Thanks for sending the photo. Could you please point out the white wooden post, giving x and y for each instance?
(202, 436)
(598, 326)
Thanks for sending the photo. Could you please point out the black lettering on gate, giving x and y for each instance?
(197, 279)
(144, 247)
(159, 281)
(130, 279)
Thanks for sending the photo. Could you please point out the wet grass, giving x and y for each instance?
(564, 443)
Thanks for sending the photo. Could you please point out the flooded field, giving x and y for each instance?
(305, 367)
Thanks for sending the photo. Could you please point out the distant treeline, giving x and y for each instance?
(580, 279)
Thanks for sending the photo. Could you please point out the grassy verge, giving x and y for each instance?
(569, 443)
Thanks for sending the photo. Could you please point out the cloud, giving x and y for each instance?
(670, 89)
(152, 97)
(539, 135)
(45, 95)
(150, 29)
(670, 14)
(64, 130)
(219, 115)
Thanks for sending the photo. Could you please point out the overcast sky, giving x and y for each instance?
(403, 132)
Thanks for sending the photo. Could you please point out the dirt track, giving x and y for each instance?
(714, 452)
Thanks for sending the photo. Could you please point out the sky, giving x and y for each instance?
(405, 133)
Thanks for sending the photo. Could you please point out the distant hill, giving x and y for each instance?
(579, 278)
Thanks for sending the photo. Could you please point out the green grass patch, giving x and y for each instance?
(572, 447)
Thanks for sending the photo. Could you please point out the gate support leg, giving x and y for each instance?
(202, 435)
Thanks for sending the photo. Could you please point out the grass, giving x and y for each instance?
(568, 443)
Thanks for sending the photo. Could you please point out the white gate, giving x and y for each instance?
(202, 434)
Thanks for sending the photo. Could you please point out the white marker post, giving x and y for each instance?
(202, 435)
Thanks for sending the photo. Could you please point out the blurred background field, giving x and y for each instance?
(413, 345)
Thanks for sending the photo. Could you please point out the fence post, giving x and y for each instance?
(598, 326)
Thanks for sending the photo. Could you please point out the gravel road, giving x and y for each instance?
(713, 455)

-=-=-

### Assignment
Retype every line of the listing exactly as it appears.

### Result for this exercise
Thanks for sending the photo. Could you please point out the white wooden post, giving x and y for each instance?
(202, 436)
(598, 326)
Thanks for sending the photo. Could you please point out the black lettering on gate, giving x and y for each instance?
(197, 279)
(144, 247)
(159, 281)
(130, 279)
Thanks for sending the photo. Could you please point out the wet grass, giving x and y for each instance?
(564, 443)
Thanks for sending the photo. Could you please point out the flooded field, giving x and y for each instance?
(305, 367)
Thanks for sending the photo. Could you please point out the distant treeline, giving x and y for each instance?
(580, 279)
Thanks for sending the photo. Could you please point out the grassy verge, giving x and y for each instance?
(569, 443)
Thanks for sending the photo. Could you please point out the cloud, giving x and y for each instance?
(670, 89)
(152, 97)
(539, 135)
(45, 95)
(150, 29)
(670, 14)
(64, 130)
(219, 115)
Thanks for sending the photo. Could you please point out the overcast sky, giving x and y for each instance?
(403, 132)
Thanks for sending the photo. Could you please point out the dirt track, giving x and y for each instance?
(714, 452)
Thanks for sending the photo. Could you please point out the sky, giving x and y for each instance?
(405, 133)
Thanks for sending the photo. Could you please point out the distant hill, giving x and y for each instance?
(579, 278)
Thanks for sending the photo. Could you please point out the green grass patch, giving x and y for each instance?
(572, 447)
Thanks for sending the photo. Could you please point out the gate support leg, giving x and y for each instance?
(202, 435)
Thanks for sending the photo. Could you please point out the grass, giving x and y for each instance?
(568, 443)
Thanks for sending the photo. Could you please point out the white gate, giving x and y for each instance?
(202, 434)
Thanks for sending the photo. Could you please point out the white marker post, giving x and y for each instance?
(202, 435)
Thanks for sending the photo. Could you please point out the blurred background field, giving x and y for each instance?
(413, 345)
Thanks for sending the photo. Could you please point out the fence post, giving x and y for each instance?
(598, 326)
Thanks for sending the photo. Could you please point out the gravel road, giving x and y for each instance?
(713, 455)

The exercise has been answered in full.